# [EXERCISE]
Return, unchanged, everything from the line containing "of the distant" down to the end of the items.

# [Point labeling items]

+--

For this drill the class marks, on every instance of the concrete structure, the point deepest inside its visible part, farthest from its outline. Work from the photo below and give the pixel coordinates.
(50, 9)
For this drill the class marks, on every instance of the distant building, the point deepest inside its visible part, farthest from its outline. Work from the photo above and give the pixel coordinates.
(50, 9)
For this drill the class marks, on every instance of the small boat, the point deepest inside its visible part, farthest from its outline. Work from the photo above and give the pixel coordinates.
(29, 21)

+--

# [FINISHED TASK]
For this drill the class marks, on every instance of the distant building, the point deepest inside its visible part, farthest from its outline. Work from the photo above and give the pixel coordinates.
(50, 9)
For this drill the class marks, on every instance of the small boat, the point deepest inside its visible part, farthest from its outline. Work from the photo above and give the pixel coordinates.
(29, 21)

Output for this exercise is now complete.